▶ _Source excerpt_:
+---+

Brought to you in part by McAlpin Chiropractic. Maybe Kevin could convince Scout the Nice Lady actually loves him! He’s that good. Actually, just let him help you feel better at McAlpin Chiropractic!
The Adventures of Scout, The Cat-Dog!
The Nice Lady hates me.
Oh, hi there and thank you for reading my column again. The Old Guy moved away from the writing-box for a few minutes so I can hop on and catch you up on everything going on around the house I chose last summer to live in with the people. And the Dog-Cats.
So last week I told you about the Nice Lady being mean and hating me. She wouldn’t let me sit on the amazing chair she got me. They called it a Humidity Fryer. Awesome. Cool jets of water and I could see out the window and watch the Dog-Cats do stupid things. I loved it. And then… it was gone. She took it away because she hates me.
So, I thought this might be a singular case of Cat-Dog hatred, but I was wrong. It got worse this week. You won’t believe what the Nice Lady ( or so I thought!!!!) did!

+---+

▶ _Input for this task_:
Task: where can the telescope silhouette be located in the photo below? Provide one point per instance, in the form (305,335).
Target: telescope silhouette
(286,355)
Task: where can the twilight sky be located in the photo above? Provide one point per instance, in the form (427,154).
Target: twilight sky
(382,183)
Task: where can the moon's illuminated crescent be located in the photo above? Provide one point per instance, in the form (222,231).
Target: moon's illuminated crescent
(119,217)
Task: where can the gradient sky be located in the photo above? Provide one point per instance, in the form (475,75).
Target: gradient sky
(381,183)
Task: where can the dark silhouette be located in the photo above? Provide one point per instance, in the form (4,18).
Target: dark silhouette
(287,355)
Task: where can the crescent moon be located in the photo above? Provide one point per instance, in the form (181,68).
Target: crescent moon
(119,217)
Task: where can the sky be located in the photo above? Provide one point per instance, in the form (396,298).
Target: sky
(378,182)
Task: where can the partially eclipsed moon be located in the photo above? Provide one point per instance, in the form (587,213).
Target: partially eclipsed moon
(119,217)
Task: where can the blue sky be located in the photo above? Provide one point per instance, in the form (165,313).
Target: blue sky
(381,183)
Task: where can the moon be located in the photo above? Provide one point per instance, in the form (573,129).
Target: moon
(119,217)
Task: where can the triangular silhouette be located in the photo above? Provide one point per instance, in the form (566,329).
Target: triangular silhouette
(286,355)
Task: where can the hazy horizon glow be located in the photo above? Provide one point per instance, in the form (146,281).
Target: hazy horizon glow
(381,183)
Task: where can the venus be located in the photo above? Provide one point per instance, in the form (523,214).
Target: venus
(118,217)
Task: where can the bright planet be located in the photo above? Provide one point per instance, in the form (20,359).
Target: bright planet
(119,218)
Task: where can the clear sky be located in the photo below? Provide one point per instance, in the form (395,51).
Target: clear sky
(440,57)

+---+

▶ _Requirements_:
**1.** Using the Scout column, explain in one to three sentences why the narrator loved the chair called a Humidity Fryer.
**2.** Return the stretch of the records from the line containing "Task: where can the venus" through the end of the records, exactly as they appear, including both ends.

▶ _Correct answers_:
**1.** The narrator loved the Humidity Fryer because it gave off cool jets of water. From it, the narrator could also see out the window and watch the Dog-Cats do stupid things.

**2.**
Task: where can the venus be located in the photo above? Provide one point per instance, in the form (523,214).
Target: venus
(118,217)
Task: where can the bright planet be located in the photo above? Provide one point per instance, in the form (20,359).
Target: bright planet
(119,218)
Task: where can the clear sky be located in the photo below? Provide one point per instance, in the form (395,51).
Target: clear sky
(440,57)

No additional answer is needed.